* DIRECTIONS FOR THIS TASK
Quote the passage in the forum post on Python for Sierra Chart starting at "Support Board" and ending at "uses numpy memmap.".

* SOURCE TEXT
═══

Login Page - Create Account

Support Board


Date/Time: Thu, 02 May 2024 22:07:55 +0000



Post From: Python for Sierra Chart

[2022-12-10 21:44:27]
User726340 - Posts: 30
Here is an efficient way to get pandas dataframe, uses numpy memmap.


import sys
from pathlib import Path
import numpy as np
import pandas as pd
# bar data columns
BCOLS = [
'Time', 'Open', 'High', 'Low', 'Close', 'Volume', 'Trades', 'BidVolume',
'AskVolume'
]
def get_scid_df(filename, limitsize=sys.maxsize):
f = Path(filename)
assert f.exists(), "file not found"
stat = f.stat()
offset = 56 if stat.st_size < limitsize else stat.st_size - (
(limitsize // 40) * 40)
rectype = np.dtype([
(BCOLS[0], '<u8'), (BCOLS[1], '<f4'), (BCOLS[2], '<f4'),
(BCOLS[3], '<f4'), (BCOLS[4], '<f4'), (BCOLS[6], '<i4'),
(BCOLS[5], '<i4'), (BCOLS[7], '<i4'), (BCOLS[8], '<i4')

═══

* RECORDED DATA
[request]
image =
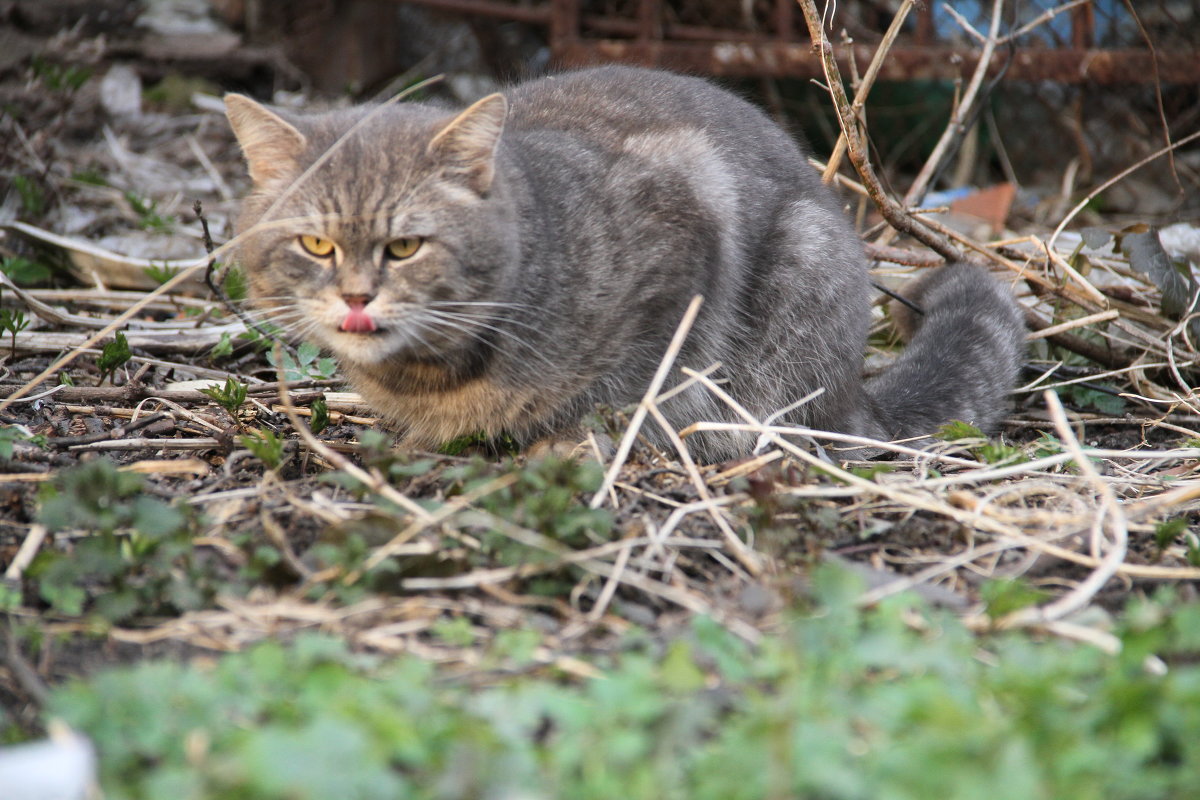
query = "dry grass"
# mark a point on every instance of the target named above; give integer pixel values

═══

* EXERCISE SOLUTION
Support Board


Date/Time: Thu, 02 May 2024 22:07:55 +0000



Post From: Python for Sierra Chart

[2022-12-10 21:44:27]
User726340 - Posts: 30
Here is an efficient way to get pandas dataframe, uses numpy memmap.